┌────────

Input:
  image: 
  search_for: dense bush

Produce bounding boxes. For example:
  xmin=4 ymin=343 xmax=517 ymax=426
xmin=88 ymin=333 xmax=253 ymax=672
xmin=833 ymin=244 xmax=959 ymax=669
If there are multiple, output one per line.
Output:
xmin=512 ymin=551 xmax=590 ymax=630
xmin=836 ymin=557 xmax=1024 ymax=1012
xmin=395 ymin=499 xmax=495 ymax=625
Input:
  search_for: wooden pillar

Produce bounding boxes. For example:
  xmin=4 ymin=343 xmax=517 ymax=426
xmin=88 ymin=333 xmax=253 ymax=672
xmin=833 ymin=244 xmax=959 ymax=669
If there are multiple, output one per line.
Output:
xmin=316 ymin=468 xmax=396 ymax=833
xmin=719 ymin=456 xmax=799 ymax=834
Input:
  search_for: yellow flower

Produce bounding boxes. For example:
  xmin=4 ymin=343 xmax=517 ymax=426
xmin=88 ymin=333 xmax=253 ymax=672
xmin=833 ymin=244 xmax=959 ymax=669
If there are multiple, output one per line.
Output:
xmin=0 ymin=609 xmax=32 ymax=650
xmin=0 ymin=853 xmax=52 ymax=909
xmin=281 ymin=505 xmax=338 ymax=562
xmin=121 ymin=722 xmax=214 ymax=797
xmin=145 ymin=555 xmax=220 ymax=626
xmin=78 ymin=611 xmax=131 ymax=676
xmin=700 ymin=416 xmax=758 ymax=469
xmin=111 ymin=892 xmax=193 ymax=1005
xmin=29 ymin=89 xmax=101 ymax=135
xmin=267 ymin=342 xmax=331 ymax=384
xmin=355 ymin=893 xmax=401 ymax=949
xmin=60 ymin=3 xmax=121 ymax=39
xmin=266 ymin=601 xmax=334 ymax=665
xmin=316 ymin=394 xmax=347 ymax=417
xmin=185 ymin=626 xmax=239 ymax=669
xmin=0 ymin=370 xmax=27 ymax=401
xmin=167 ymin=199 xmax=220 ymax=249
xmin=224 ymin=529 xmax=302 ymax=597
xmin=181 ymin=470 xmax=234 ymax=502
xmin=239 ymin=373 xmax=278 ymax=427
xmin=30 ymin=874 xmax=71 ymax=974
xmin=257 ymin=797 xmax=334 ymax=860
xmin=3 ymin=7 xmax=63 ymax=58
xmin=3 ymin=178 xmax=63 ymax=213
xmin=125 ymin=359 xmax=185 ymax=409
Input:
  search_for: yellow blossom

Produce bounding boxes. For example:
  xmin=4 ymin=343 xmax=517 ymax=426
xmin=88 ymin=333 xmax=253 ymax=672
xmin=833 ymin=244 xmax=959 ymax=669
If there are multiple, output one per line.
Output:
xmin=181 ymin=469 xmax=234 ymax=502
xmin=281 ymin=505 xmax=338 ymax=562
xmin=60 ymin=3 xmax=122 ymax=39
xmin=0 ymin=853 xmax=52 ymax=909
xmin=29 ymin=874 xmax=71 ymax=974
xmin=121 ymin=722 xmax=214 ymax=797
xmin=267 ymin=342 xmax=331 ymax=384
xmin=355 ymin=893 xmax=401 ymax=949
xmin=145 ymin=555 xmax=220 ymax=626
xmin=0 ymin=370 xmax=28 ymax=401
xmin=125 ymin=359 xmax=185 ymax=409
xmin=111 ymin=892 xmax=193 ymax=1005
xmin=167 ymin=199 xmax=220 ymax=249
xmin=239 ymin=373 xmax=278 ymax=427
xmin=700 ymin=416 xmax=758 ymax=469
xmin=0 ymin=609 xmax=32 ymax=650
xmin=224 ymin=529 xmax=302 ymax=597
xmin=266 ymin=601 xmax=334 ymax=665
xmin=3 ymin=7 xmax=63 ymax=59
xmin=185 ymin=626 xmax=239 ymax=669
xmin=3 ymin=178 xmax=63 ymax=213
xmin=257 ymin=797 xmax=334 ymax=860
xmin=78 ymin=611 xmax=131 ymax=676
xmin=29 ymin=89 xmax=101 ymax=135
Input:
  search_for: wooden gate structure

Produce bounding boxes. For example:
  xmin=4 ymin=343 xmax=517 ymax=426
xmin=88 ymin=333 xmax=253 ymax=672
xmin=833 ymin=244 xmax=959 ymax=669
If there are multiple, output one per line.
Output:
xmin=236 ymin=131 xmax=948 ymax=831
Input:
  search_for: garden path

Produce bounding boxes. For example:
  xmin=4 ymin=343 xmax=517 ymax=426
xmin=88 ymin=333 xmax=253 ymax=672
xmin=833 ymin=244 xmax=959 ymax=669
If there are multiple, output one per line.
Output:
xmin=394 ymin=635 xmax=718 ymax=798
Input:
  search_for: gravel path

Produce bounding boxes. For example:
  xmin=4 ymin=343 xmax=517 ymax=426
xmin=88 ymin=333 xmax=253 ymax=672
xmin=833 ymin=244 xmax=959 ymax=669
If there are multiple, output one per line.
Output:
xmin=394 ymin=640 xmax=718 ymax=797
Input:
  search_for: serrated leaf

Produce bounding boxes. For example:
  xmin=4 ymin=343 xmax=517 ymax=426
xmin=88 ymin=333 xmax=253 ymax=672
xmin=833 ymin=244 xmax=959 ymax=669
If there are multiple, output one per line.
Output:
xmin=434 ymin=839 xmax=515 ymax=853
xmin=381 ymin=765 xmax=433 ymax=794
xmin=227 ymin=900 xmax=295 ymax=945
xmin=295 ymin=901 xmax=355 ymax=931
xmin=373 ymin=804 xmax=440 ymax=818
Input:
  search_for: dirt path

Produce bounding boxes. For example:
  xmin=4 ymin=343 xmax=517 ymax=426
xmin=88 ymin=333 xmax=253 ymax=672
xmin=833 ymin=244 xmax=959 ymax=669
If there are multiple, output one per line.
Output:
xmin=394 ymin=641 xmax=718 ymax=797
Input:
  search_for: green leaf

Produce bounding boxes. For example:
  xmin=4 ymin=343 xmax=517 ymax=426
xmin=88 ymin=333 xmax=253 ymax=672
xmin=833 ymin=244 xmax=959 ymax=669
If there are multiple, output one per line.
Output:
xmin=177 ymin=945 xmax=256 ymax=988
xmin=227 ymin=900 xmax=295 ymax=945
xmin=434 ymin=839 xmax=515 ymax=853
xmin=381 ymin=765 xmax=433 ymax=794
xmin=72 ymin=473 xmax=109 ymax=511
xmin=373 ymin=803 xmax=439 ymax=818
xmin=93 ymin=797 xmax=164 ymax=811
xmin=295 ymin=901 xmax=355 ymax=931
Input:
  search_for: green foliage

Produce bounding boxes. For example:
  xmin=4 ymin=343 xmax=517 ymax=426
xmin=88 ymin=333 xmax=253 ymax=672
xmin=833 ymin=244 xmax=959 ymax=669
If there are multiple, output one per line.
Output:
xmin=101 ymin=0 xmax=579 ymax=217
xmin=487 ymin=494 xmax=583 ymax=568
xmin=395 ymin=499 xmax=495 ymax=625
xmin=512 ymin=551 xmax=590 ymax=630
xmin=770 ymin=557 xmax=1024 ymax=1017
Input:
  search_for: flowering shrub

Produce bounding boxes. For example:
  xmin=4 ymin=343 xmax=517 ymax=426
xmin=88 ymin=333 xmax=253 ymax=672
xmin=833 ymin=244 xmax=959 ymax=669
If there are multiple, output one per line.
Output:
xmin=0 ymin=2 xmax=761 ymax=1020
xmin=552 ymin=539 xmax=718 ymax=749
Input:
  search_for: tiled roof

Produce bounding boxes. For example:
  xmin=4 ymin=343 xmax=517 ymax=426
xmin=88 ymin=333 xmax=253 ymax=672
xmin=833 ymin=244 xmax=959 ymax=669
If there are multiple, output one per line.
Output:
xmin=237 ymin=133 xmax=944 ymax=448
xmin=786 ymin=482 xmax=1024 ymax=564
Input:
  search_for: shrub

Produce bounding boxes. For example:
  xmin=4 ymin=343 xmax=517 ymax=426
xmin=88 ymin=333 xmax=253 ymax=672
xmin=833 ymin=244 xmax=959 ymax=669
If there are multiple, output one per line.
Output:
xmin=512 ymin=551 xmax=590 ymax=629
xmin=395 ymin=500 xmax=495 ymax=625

└────────

Trascrivi il tratto che va dall'inizio dei record fino alla riga con "xmin=719 ymin=456 xmax=799 ymax=834", estremi inclusi, cambiando "wooden pillar" in "stone column" e lasciando tutto il resto invariato.

Input:
  image: 
  search_for: dense bush

Produce bounding boxes. For example:
  xmin=4 ymin=343 xmax=517 ymax=426
xmin=88 ymin=333 xmax=253 ymax=672
xmin=833 ymin=244 xmax=959 ymax=669
If there are multiple, output one per line.
Output:
xmin=512 ymin=551 xmax=590 ymax=630
xmin=836 ymin=557 xmax=1024 ymax=1012
xmin=395 ymin=499 xmax=495 ymax=625
Input:
  search_for: stone column

Produce bounding boxes. For example:
  xmin=4 ymin=343 xmax=517 ymax=426
xmin=88 ymin=333 xmax=253 ymax=672
xmin=833 ymin=244 xmax=959 ymax=669
If there are multiple, output one per line.
Output:
xmin=316 ymin=468 xmax=396 ymax=833
xmin=719 ymin=456 xmax=799 ymax=834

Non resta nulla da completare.